▶ Problem requirements: Report each line of the records where "face" occurs.

————————

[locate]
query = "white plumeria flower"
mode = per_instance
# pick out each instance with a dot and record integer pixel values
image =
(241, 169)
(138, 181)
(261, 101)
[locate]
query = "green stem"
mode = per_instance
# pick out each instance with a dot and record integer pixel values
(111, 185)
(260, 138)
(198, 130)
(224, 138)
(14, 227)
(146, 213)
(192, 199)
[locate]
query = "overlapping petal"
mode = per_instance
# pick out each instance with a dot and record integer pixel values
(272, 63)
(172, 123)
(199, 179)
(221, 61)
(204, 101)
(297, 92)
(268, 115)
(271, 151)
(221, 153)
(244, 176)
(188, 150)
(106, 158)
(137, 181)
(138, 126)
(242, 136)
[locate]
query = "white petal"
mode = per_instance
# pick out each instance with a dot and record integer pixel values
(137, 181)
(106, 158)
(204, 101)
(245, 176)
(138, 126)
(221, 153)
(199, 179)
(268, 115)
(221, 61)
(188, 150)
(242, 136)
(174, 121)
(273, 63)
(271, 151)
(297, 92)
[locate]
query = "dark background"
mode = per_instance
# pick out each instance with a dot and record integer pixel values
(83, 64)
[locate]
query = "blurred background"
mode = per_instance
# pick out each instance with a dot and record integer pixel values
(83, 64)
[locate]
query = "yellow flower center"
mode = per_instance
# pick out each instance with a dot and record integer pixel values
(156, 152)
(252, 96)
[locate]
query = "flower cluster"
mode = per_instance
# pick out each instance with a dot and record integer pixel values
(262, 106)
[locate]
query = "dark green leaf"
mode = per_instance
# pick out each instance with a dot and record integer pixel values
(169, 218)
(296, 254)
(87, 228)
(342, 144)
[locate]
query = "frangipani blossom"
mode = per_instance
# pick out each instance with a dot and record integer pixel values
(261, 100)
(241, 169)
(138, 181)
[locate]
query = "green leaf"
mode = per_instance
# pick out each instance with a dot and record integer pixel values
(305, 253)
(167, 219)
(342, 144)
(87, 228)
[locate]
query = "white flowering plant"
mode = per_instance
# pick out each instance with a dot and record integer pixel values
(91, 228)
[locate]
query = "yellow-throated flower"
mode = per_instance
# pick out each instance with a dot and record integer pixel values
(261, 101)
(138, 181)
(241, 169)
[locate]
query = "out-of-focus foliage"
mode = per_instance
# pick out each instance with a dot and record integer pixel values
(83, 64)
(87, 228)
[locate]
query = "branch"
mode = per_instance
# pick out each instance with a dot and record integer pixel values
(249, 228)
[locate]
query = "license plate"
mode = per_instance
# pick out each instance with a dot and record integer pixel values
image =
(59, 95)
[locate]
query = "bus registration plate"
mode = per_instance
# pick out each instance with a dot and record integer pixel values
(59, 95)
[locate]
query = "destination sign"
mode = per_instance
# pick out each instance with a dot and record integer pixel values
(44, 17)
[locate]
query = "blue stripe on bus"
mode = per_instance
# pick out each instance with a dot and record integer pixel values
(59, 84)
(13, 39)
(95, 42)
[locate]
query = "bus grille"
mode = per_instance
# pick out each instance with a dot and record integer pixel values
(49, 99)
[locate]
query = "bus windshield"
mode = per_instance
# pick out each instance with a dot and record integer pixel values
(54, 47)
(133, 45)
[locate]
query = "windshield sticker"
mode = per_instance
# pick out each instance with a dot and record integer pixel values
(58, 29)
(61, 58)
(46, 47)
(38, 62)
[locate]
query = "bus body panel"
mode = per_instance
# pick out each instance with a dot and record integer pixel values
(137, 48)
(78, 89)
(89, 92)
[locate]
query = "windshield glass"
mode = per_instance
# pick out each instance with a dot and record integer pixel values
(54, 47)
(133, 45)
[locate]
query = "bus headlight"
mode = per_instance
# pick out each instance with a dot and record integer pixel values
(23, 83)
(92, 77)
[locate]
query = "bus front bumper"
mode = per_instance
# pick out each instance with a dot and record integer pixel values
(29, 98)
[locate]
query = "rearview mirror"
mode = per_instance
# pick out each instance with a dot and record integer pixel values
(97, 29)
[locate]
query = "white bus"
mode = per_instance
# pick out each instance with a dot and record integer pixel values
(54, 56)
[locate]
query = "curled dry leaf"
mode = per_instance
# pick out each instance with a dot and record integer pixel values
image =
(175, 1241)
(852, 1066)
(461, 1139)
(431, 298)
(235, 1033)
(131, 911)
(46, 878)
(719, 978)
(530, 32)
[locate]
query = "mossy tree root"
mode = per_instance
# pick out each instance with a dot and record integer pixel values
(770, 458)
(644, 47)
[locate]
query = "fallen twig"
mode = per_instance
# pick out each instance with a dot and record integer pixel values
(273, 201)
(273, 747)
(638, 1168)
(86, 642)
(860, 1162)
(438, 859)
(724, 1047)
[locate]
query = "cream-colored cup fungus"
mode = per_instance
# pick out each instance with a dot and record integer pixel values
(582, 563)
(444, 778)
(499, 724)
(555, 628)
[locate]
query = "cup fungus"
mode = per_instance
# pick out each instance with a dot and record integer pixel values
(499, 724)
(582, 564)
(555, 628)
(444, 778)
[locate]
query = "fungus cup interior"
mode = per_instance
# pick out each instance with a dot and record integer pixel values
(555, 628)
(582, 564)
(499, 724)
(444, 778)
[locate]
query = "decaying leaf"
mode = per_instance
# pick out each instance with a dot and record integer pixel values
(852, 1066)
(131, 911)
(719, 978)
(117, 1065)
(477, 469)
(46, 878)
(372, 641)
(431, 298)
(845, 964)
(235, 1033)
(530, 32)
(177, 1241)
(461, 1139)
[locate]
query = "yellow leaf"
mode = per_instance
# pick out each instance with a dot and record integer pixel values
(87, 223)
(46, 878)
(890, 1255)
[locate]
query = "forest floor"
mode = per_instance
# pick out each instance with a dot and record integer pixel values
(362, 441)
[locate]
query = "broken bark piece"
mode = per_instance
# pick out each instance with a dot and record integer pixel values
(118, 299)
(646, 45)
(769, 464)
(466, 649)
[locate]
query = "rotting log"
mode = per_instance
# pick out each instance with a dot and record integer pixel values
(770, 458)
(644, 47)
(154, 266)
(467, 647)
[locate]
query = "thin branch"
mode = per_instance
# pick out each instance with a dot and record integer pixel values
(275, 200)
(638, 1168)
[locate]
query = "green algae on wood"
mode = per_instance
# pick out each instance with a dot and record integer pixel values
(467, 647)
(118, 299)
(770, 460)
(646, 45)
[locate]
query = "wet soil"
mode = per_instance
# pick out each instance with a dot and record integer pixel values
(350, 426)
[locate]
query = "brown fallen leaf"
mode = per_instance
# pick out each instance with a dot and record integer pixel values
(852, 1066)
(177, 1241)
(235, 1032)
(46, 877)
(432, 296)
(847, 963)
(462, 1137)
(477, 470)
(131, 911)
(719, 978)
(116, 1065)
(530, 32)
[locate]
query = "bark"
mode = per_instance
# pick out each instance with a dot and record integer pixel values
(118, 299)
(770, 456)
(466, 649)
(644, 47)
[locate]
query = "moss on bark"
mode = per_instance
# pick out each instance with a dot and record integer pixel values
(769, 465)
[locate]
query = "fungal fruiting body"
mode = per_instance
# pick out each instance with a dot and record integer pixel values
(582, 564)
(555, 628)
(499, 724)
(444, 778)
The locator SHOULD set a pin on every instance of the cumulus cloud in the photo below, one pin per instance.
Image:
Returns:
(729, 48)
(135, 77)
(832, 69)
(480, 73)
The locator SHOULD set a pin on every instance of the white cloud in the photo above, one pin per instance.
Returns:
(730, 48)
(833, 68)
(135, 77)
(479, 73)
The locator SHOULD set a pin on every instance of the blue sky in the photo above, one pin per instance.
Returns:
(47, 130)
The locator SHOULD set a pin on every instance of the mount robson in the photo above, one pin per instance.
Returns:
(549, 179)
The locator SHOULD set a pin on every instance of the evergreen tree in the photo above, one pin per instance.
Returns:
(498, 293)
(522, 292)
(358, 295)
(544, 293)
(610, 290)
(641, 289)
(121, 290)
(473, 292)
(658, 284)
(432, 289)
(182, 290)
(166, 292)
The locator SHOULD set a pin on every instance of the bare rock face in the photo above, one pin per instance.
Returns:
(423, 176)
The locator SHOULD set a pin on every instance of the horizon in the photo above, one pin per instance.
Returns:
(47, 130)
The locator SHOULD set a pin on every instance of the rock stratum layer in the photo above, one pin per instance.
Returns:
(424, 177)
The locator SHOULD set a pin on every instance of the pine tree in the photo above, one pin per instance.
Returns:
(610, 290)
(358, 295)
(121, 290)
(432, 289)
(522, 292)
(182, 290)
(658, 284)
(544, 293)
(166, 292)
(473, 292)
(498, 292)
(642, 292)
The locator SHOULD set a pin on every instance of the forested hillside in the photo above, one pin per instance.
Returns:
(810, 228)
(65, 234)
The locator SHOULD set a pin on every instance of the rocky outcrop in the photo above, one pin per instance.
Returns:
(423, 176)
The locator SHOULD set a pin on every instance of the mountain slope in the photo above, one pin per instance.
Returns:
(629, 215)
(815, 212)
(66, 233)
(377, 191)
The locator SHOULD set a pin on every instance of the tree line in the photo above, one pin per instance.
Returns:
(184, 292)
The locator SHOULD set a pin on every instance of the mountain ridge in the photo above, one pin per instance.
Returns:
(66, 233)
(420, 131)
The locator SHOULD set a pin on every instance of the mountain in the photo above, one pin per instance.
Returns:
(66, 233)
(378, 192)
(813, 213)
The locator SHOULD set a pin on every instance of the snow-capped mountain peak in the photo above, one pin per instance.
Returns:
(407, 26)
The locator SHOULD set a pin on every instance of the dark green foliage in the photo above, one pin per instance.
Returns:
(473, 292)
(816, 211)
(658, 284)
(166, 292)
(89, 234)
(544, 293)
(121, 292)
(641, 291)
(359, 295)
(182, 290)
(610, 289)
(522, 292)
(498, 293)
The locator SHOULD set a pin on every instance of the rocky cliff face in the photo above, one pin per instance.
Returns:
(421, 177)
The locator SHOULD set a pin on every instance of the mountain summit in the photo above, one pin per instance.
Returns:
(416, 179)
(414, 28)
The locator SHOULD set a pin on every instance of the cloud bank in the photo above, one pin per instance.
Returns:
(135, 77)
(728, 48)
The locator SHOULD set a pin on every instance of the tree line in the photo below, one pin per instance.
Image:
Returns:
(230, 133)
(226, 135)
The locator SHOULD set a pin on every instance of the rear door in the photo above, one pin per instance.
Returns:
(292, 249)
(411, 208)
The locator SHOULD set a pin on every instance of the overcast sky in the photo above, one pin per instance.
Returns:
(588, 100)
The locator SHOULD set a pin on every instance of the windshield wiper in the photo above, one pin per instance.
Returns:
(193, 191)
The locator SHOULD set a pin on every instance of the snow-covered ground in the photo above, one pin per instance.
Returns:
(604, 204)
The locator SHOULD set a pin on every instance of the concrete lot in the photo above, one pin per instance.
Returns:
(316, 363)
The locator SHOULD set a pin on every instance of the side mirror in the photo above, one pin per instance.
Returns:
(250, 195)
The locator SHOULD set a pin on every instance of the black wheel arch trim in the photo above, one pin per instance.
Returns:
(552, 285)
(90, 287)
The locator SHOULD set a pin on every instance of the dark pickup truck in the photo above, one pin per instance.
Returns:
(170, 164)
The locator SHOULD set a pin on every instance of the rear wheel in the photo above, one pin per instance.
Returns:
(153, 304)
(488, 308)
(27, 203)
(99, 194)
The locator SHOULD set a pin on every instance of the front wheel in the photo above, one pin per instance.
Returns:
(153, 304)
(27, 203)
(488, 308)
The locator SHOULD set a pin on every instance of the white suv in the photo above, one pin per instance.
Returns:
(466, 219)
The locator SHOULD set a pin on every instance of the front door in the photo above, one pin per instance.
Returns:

————————

▶ Answer box:
The locator SHOULD set a pin on every instance of the bare rock face in the photo above, one pin per instance.
The locator SHOULD set a pin on every instance of the rocky cliff face in the photo above, one pin per instance.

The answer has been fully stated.